[Records contained in a dataset]
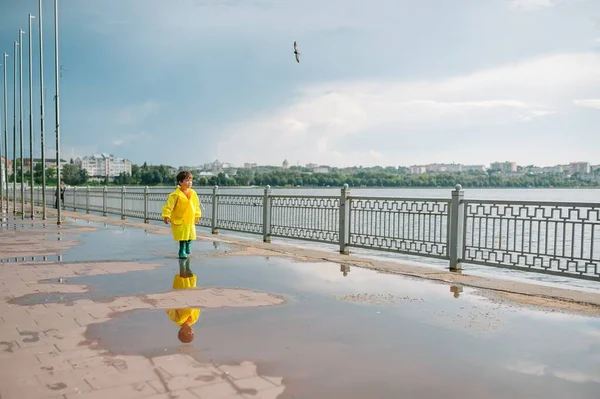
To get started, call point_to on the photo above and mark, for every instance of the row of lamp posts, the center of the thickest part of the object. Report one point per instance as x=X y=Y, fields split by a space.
x=18 y=128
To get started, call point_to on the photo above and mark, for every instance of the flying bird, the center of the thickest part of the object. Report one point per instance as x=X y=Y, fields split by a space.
x=296 y=52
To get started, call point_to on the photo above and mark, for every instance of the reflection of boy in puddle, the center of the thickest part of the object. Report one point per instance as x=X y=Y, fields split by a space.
x=185 y=317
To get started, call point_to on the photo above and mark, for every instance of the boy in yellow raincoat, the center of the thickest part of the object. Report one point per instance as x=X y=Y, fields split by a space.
x=185 y=317
x=182 y=210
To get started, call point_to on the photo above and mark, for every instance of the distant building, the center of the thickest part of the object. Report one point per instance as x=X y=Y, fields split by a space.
x=558 y=169
x=474 y=168
x=444 y=168
x=104 y=165
x=504 y=167
x=50 y=162
x=583 y=168
x=417 y=169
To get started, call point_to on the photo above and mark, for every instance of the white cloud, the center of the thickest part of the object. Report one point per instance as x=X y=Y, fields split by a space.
x=589 y=103
x=538 y=369
x=532 y=4
x=136 y=114
x=130 y=138
x=326 y=115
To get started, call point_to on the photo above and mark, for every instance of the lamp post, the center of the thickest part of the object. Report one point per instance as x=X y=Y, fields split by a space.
x=5 y=56
x=42 y=113
x=21 y=31
x=31 y=120
x=15 y=131
x=57 y=110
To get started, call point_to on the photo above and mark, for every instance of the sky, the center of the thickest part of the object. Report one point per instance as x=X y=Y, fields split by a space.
x=380 y=82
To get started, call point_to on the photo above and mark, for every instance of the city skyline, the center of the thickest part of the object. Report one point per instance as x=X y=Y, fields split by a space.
x=425 y=81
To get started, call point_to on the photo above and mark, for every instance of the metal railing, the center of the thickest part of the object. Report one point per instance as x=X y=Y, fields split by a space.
x=546 y=237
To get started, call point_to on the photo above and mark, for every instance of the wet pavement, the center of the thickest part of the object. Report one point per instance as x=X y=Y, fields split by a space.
x=338 y=331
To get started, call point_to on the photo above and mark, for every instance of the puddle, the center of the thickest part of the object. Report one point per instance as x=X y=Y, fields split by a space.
x=369 y=334
x=355 y=333
x=344 y=332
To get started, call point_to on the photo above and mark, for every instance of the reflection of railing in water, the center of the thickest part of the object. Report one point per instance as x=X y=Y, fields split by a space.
x=547 y=237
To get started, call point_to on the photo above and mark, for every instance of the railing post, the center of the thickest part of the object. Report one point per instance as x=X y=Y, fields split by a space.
x=75 y=199
x=214 y=228
x=122 y=202
x=344 y=230
x=455 y=237
x=267 y=215
x=87 y=199
x=146 y=220
x=104 y=200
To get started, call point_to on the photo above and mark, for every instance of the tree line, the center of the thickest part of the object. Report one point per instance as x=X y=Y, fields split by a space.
x=153 y=175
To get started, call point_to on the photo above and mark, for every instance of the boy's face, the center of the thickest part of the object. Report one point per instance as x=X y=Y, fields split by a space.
x=187 y=183
x=186 y=334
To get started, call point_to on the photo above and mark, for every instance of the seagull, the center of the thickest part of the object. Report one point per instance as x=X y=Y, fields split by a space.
x=296 y=52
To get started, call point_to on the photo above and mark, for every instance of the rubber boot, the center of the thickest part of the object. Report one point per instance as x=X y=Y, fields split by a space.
x=182 y=253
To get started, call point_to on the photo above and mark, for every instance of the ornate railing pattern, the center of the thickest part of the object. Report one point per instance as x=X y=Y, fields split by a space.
x=305 y=217
x=241 y=213
x=546 y=237
x=404 y=225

TASK PROMPT. The data above should be repeated in full and exactly, with no pictures carried over.

OUTPUT FOR THIS TASK.
To get started, call point_to on the photo above and mark, for every instance of the row of lamp posts, the center of the thickest part of the object. Report one point per instance as x=X y=Y, fields split by a space.
x=18 y=128
To get started, call point_to on the photo above and mark, for every instance of the flying bird, the center of the thickest part of the object. Report one point per instance as x=X y=Y, fields split by a space.
x=296 y=52
To get started, call point_to on the photo above and mark, for every instance of the reflection of boy in puddle, the center of the thickest part of the object. Report one point per instance as x=X y=Y, fields split by a space.
x=185 y=317
To get started, call point_to on the photo above and mark, for every instance of the boy in yellow raincoat, the center of the thickest part of the object. Report one point per instance as x=X y=Y, fields split by a space.
x=185 y=317
x=182 y=210
To get started, call point_to on the photo above and mark, for every instance of the distant building, the center of the thickest part of the object. Report one point per instance as x=X y=Y, fields split by a space.
x=558 y=169
x=474 y=168
x=444 y=168
x=104 y=165
x=504 y=167
x=50 y=162
x=583 y=168
x=417 y=169
To get started, call point_to on the photo above and mark, for every instance of the white cloud, the center of the thickest part of the object. Report one point per instance as x=X y=Y, fields split by a space.
x=589 y=103
x=538 y=369
x=532 y=4
x=136 y=114
x=130 y=138
x=326 y=115
To get started, call point_to on the photo above and mark, for every instance of the lamp post, the center of the thickest part of the object. Report one point per instance as x=X y=Y, fields split by a space.
x=5 y=56
x=42 y=113
x=21 y=31
x=31 y=120
x=15 y=131
x=57 y=110
To get started, call point_to on the photo above and mark, for every instance of the sky, the center of the thickest part of the object. Report one point per instance as x=X y=Y, fields split by a space.
x=380 y=82
To get started, call point_to on the photo above and mark, for every instance of the city skyline, the center of the thickest part of the object. Report one point per instance as x=X y=Y, fields split by a space.
x=425 y=81
To get started, call point_to on the photo above and mark, for every instance of the metal railing, the center of the thickest part of the object. Report one point per instance as x=X y=Y, fields split by a space.
x=546 y=237
To get started, call point_to on the photo above and mark, for every instance of the wet pavement, the center of the thickest part of the object. Report one point per instance as x=X y=Y, fields split by a space.
x=338 y=331
To get started, call point_to on the photo above and mark, for every instance of the puddle, the center of the thickest part of the object. Report one point per instance as x=X y=Y, fields split by a space.
x=369 y=334
x=355 y=333
x=344 y=332
To get started, call point_to on the photo above and mark, for every instance of the reflection of railing in water, the center of the thickest part of the object. Report one point per instance as x=X y=Y, fields split by a space.
x=547 y=237
To get started, call point_to on the photo above and mark, for every instance of the railing post, the center of the thickest part of the object. Report one point per instance as x=X y=Y, fields split by a space.
x=75 y=199
x=214 y=228
x=122 y=202
x=344 y=230
x=455 y=237
x=267 y=215
x=87 y=199
x=146 y=220
x=104 y=200
To get started, call point_to on the photo above and mark, for every instance of the tree line, the center of the thickest part of the object. Report one point per instance as x=X y=Y, fields split by a space.
x=153 y=175
To get started, call point_to on the photo above and mark, for every instance of the boy's face, the center of the thickest part of the object. Report one point per instance as x=X y=Y, fields split by a space.
x=187 y=183
x=186 y=334
To get started, call point_to on the photo above and mark, for every instance of the seagull, the center of the thickest part of the object. Report one point per instance as x=X y=Y, fields split by a space.
x=296 y=52
To get started, call point_to on the photo above and mark, for every instance of the rubber boot, the center of the thickest part of the object. Report one point per instance as x=X y=Y, fields split by a space.
x=182 y=253
To get started, call point_to on the photo above and mark, for every instance of the ornate railing pattern, the center of the thickest part of the object. Report one point per instance as x=X y=Y, fields split by a space.
x=305 y=217
x=241 y=213
x=546 y=237
x=404 y=225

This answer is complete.